Your objective: Copy the items below word for word, beginning at the line that contains "Objective — one point per instance of the blurred" and stopping after the line that contains "Target: tree bark".

Exercise materials:
——————
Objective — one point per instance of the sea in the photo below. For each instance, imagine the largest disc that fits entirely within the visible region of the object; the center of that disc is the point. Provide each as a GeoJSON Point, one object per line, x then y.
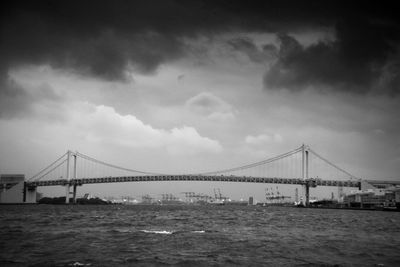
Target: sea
——————
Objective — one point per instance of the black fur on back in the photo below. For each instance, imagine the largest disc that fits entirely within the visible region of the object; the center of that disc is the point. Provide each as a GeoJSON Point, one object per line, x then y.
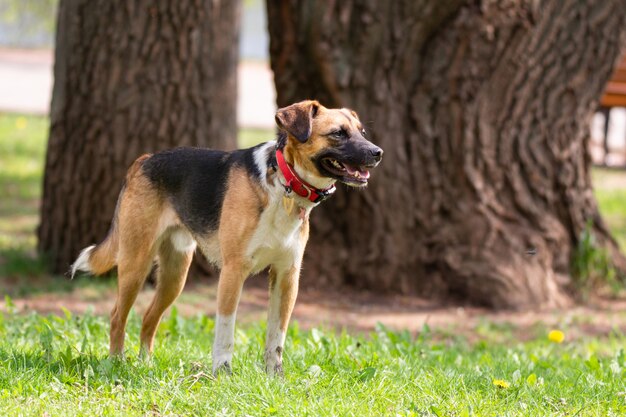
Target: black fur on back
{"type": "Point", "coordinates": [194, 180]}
——————
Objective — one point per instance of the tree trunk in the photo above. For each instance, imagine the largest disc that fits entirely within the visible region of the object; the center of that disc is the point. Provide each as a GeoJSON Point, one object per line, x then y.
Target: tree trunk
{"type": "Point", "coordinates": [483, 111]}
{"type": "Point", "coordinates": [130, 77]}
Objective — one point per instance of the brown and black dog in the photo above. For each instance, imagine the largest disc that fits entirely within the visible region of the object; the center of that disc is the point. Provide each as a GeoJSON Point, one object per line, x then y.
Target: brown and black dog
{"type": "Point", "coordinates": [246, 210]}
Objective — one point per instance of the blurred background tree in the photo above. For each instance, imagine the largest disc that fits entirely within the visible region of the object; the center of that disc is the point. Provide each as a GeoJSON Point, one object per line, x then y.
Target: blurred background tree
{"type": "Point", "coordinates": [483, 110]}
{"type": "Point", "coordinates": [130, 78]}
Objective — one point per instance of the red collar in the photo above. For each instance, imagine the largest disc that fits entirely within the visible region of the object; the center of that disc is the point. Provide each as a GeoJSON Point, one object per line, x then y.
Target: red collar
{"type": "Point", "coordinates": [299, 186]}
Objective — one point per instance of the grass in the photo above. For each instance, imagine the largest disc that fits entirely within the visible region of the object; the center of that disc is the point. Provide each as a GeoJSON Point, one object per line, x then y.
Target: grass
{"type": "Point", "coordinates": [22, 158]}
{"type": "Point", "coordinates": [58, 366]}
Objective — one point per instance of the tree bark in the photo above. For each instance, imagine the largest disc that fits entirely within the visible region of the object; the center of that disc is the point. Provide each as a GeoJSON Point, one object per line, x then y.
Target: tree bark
——————
Solution to this problem:
Objective — one point per instance of the blurred background tree in the photo above. For each instance, imagine the largest disc that fits entirely within the visible region of the object; the center of that disc is the point. Provide each as a GeoJSON Point, one object per line, x then y.
Target: blurred background tree
{"type": "Point", "coordinates": [483, 110]}
{"type": "Point", "coordinates": [130, 78]}
Objective — one point per instance of the red collar in the photo above. For each instance, imagine the largest disc that fits entirely within the visible region of the object; the center of that disc is the point. Provide each as a GeoJSON Point, one object per line, x then y.
Target: red collar
{"type": "Point", "coordinates": [299, 186]}
Objective — one point per instance of the grass in the photo above. For each instance, imagine the largest disc that fits entirely within the visible region of the object; the center of that disc is the point. Provide each as a GeoJSON Point, one object per line, x then y.
Target: grass
{"type": "Point", "coordinates": [22, 158]}
{"type": "Point", "coordinates": [58, 366]}
Objective — one point per instance of the tree bark in the photo above. For each instance, imagine the largest disc that fits entirely within the visible region of the object; the center of that disc is the point. Provide each as a GeoJSON Point, one object per line, x then y.
Target: tree bark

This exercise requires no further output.